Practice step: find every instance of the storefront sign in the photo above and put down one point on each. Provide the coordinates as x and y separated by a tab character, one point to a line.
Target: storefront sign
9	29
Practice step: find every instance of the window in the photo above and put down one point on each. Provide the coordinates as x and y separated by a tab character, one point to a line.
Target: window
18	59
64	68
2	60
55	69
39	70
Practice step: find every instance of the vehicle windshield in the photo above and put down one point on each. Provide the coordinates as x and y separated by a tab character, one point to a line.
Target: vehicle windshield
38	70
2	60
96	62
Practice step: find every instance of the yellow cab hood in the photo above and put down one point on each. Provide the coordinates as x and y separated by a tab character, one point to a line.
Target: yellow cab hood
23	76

--

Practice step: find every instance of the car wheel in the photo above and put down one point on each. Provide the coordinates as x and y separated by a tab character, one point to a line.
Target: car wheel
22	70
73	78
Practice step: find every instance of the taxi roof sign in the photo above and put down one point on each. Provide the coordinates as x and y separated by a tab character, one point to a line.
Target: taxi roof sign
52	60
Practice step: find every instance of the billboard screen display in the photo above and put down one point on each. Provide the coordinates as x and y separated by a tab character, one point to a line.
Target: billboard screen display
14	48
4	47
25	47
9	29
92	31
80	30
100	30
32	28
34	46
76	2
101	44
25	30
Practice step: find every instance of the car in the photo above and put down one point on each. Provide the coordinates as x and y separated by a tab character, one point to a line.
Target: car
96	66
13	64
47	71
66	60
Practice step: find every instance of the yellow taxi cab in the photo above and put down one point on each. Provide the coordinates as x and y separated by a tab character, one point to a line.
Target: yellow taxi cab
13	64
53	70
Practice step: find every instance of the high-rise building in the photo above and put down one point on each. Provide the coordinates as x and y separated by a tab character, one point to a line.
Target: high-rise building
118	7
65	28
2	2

■ **Work instructions**
Count the lines in both blocks of rows above that contain the string "yellow", where case matters. Reply with the number only.

■ **Complete response**
4